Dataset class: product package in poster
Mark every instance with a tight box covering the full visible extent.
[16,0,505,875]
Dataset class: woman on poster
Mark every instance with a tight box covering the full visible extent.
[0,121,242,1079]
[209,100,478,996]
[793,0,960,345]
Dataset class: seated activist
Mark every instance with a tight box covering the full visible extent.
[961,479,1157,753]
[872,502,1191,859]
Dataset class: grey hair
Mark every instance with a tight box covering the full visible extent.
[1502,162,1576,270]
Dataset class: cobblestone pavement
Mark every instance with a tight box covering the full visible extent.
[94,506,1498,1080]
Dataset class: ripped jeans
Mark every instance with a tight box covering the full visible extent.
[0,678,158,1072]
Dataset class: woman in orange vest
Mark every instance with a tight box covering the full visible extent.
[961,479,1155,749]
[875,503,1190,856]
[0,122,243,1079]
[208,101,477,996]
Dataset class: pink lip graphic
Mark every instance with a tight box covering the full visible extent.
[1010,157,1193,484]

◆ ◆ ◆ ◆ ◆

▶ [Requirement]:
The lines to return are those in the material above that hold "poster".

▶ [Result below]:
Dataset class: product package in poster
Dataset class: woman on poster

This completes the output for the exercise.